# GIVEN TEXT
====

Mayor of Newton, Massachusetts
- In office January 1, 1972 – April 9, 1994
- Preceded by: Monte G. Basbas
- Succeeded by: Thomas Concannon Jr.

Member of the Massachusetts House of Representatives
- In office 1965–1972

Newton, Massachusetts Alderman
- In office 1958–1965

Personal details
- Born: May 13, 1922 Boston, Massachusetts
- Died: April 9, 1994 (aged 71) Newton, Massachusetts
- Party: Republican
- Spouse: Florence (Ober) Mann
- Children: Leslie, Richard, Eric, Debbie and, Stacie (each of whom had two children each)
- Alma mater: Boston College Boston University
- Occupation: Insurance agent

= Theodore D. Mann =

American politician

Theodore D. Mann (May 13, 1922 – April 9, 1994) was an American politician who was the longest-serving mayor of Newton, Massachusetts. He was also the city's first Jewish mayor.

==Biography==
Mann was born on May 13, 1922 in Boston, Massachusetts. Before being elected Mayor, Mann served four terms as a member of the Newton Board of Aldermen (from 1958–1965), was on the Massachusetts Attorney General's Consumer Advisory Council, and was a member of the Massachusetts House of Representatives from 1965–1972.

During his tenure as Mayor, there were a number of city improvements. While Mann was a Republican, he was able to build coalitions across party lines. The new main Newton Free Library was built and dedicated to him shortly after he died. The recycling program was expanded. Mann was a 'hands on' mayor, and never failed to show up at any Newton event until he was on his deathbed at Newton-Wellesley Hospital.

He was part of the mission to Poland for the purpose of meeting with mayors in Warsaw and Kraków to work with newly elected officials on how to govern in an atmosphere still clouded due to 30 years of Communist rule.

====

# DATA SECTION
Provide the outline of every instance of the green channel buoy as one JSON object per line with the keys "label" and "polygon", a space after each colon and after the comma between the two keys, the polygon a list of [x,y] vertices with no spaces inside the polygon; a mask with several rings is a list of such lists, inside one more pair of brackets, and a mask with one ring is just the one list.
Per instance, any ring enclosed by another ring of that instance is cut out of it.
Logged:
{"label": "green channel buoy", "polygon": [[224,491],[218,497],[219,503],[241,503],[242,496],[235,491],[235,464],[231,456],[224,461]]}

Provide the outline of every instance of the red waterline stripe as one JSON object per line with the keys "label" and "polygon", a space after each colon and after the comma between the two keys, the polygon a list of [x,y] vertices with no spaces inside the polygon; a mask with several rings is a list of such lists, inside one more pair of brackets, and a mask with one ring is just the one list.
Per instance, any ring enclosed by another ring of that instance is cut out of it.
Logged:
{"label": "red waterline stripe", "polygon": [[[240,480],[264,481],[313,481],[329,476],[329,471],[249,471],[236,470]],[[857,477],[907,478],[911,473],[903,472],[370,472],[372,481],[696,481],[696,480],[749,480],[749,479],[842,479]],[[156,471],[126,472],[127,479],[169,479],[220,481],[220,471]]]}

====

# WHAT YOU WILL DO
Answer these from the text on Theodore D. Mann:
1. Which political party did Mann belong to?
2. What building was dedicated to him shortly after he died?
3. In which two cities did the mission to Poland plan to meet with mayors?

# WRITTEN SOLUTION
1. The Republican Party.
2. The new main Newton Free Library.
3. Warsaw and Kraków.